* **Material for this task**:
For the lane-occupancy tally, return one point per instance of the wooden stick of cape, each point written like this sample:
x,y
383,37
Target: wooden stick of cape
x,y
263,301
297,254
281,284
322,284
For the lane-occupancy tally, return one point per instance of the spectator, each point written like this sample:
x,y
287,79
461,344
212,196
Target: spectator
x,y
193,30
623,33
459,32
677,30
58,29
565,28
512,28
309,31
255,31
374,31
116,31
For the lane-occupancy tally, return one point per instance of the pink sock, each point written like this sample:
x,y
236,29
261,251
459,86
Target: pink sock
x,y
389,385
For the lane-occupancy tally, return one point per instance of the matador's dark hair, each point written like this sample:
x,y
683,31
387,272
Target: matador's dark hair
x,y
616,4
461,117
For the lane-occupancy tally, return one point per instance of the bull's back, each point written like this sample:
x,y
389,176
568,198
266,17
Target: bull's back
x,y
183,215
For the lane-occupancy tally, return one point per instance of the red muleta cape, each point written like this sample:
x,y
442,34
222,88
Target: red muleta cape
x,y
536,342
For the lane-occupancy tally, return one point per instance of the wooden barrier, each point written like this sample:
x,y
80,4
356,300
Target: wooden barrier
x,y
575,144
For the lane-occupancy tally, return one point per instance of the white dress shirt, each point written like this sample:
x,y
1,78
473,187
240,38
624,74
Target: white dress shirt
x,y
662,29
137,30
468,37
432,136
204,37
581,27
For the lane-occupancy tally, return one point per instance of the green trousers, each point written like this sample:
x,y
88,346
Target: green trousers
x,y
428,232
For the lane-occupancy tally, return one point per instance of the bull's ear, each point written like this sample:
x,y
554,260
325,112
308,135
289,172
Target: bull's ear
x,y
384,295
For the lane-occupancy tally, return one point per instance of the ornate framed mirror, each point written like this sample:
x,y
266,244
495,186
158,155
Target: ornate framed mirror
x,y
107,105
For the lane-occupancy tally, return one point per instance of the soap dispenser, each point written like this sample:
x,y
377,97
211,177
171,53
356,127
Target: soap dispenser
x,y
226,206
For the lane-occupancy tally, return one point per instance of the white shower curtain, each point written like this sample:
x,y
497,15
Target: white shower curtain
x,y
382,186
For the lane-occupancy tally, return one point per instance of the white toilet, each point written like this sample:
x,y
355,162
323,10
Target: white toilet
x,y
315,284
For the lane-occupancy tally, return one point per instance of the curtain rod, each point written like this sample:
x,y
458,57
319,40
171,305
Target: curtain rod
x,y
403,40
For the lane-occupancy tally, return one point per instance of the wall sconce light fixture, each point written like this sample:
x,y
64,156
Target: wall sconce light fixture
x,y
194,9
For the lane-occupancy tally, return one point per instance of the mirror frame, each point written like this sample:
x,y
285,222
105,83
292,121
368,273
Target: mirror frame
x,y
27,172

* **Task to complete**: Update the material above by replacing "lane-occupancy tally" with "object count" wherever it appears, and leave every other line unchanged.

* **Result of this exercise**:
For the object count, return one point per instance of the wooden stick of cape, each point written like this sample:
x,y
383,37
Target: wooden stick of cape
x,y
263,301
297,254
281,284
322,284
For the object count, return one point per instance of the spectator, each point written like this sample:
x,y
287,79
461,344
212,196
Target: spectator
x,y
193,30
623,33
459,32
677,30
58,29
565,28
512,28
309,31
255,31
374,31
116,31
For the object count, return one point per instance of the pink sock, each point written like this sample:
x,y
236,29
261,251
459,86
Target: pink sock
x,y
389,385
For the object count, return one point per instance of the matador's dark hair, each point written like this sample:
x,y
683,31
387,272
Target: matador's dark hair
x,y
616,4
461,117
For the object count, return one point per instance of the bull's back, each point written like this sample:
x,y
389,176
568,198
266,17
Target: bull's back
x,y
183,215
For the object count, return one point per instance of the red muleta cape, each point written like this sample:
x,y
442,34
222,88
Target: red muleta cape
x,y
536,342
For the object count, return one point per instance of the wooden barrier, each point written like this sample:
x,y
80,4
356,300
Target: wooden barrier
x,y
575,144
For the object count, return one point per instance of the white dress shirt, each point written like this sample:
x,y
1,78
473,187
240,38
624,74
Target: white dress shirt
x,y
662,29
137,30
468,37
432,136
204,37
581,27
For the object count, return one point per instance of the green trousers, each point written like this sample:
x,y
88,346
Target: green trousers
x,y
428,232
For the object count, return one point per instance of the bull's ear, each point written like this sample:
x,y
554,260
325,112
308,135
289,172
Target: bull's ear
x,y
384,295
For the object count, return one point per instance of the ornate framed mirror, each point written like this sample:
x,y
266,244
495,186
158,155
Target: ornate framed mirror
x,y
107,105
For the object count, return one point per instance of the soap dispenser, each point written like this sample:
x,y
377,97
211,177
171,53
356,127
Target: soap dispenser
x,y
226,206
For the object count, return one point per instance of the white shower curtain, each point written like this sample:
x,y
497,15
Target: white shower curtain
x,y
382,186
For the object count, return one point per instance of the white toilet, each point written like this sample:
x,y
355,162
323,10
Target: white toilet
x,y
315,284
For the object count, return one point per instance of the curtain rod, each point written like this sample:
x,y
458,57
319,40
171,305
Target: curtain rod
x,y
403,40
For the object count, return one point per instance of the wall sconce light fixture, each point written like this sample:
x,y
64,156
Target: wall sconce light fixture
x,y
194,9
For the object count, return one point per instance of the mirror frame, each point written like this sample:
x,y
285,222
105,83
292,121
368,273
Target: mirror frame
x,y
27,172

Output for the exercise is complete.